WHAT THE TASK REQUIRES: Switch "shopping cart" to "trolley" everywhere it occurs in the items below. Leave every other part unchanged, and reproduce the items without the pictures.

+++++

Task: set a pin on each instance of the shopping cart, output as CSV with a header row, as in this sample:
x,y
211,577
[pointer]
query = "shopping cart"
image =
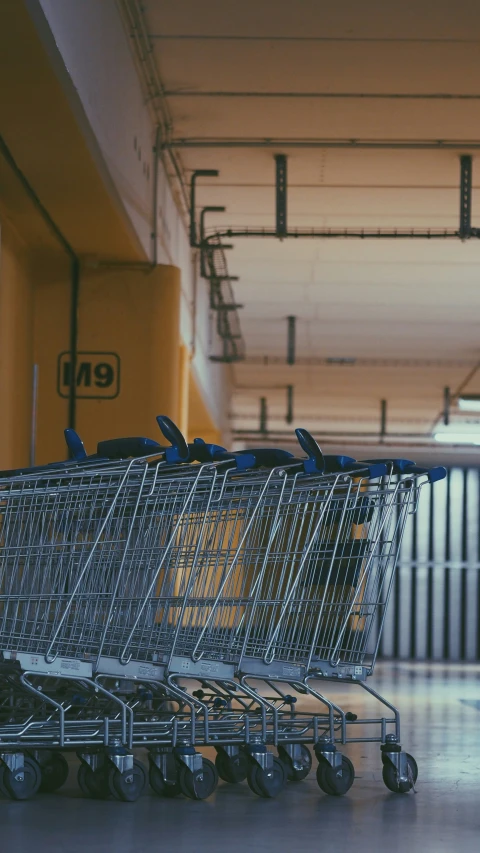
x,y
146,575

+++++

RIGHT ANSWER:
Task: set a pin on each instance of the trolley, output as CSV with a header row, as in this sample:
x,y
211,577
[pointer]
query = "trolley"
image =
x,y
146,575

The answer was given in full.